### EXERCISE GOAL
Transcribe the listing below from its opening line up to and including the line that contains "Category: dirt ground"; reproduce nothing else.

───── MATERIAL PROVIDED

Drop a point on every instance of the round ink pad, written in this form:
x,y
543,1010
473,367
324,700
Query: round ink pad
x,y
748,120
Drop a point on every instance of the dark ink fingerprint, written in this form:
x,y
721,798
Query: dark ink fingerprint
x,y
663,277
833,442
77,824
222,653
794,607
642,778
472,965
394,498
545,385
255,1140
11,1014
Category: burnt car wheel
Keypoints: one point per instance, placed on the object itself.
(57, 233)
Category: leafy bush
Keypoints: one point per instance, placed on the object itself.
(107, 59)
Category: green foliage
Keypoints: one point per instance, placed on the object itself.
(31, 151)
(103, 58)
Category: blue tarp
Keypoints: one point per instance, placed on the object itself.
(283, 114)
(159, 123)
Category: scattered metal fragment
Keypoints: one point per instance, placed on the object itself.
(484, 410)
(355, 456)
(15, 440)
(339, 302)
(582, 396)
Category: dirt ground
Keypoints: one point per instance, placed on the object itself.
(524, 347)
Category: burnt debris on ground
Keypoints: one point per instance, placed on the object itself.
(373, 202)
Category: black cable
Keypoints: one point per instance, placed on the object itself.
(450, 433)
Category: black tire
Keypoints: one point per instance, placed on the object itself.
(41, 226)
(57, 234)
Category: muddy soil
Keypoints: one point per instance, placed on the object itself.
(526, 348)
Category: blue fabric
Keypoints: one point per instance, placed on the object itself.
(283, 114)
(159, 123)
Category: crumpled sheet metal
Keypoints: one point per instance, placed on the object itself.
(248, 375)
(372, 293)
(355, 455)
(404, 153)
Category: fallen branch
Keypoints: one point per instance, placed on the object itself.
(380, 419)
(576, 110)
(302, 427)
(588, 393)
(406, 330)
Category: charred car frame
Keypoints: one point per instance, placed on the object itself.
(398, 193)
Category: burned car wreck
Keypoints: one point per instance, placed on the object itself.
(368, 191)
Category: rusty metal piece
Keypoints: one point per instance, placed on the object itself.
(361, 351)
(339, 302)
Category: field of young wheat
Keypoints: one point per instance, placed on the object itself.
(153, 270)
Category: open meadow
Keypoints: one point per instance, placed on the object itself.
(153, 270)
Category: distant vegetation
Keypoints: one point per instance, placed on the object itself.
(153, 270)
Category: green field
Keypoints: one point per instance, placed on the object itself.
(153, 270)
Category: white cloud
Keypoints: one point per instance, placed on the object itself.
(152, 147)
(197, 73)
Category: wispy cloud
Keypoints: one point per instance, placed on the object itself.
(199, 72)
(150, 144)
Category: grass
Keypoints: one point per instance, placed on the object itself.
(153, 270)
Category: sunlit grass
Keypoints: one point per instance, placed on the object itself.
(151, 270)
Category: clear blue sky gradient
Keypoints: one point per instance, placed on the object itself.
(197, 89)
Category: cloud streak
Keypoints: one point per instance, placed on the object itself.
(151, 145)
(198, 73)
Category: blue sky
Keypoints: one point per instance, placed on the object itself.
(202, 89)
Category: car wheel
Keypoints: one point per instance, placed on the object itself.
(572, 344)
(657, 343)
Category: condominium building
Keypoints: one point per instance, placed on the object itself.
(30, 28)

──────────

### RESULT BELOW
Drop a point on every instance of the round ink pad, written in this form:
x,y
543,1010
473,367
324,700
Query: round ink pad
x,y
748,120
Drop a point on every instance of the dark ink fingerprint, written in this form:
x,y
721,798
Query: dark ink fingerprint
x,y
663,277
833,442
77,824
222,653
794,607
642,778
472,965
394,498
545,385
255,1140
11,1014
Category: burnt car wheel
Keypoints: one point per instance, placed on the object itself.
(57, 233)
Category: leafy bush
Keypoints: one point per instance, placed on the object itself.
(107, 59)
Category: green foliage
Keypoints: one point per instance, placed on the object itself.
(31, 151)
(103, 58)
Category: blue tarp
Keypoints: one point per instance, placed on the object itself.
(283, 114)
(159, 123)
Category: scattered metal fragment
Keypoints: one point per instance, placed on the object itself.
(484, 410)
(355, 456)
(15, 440)
(339, 302)
(582, 396)
Category: dirt ground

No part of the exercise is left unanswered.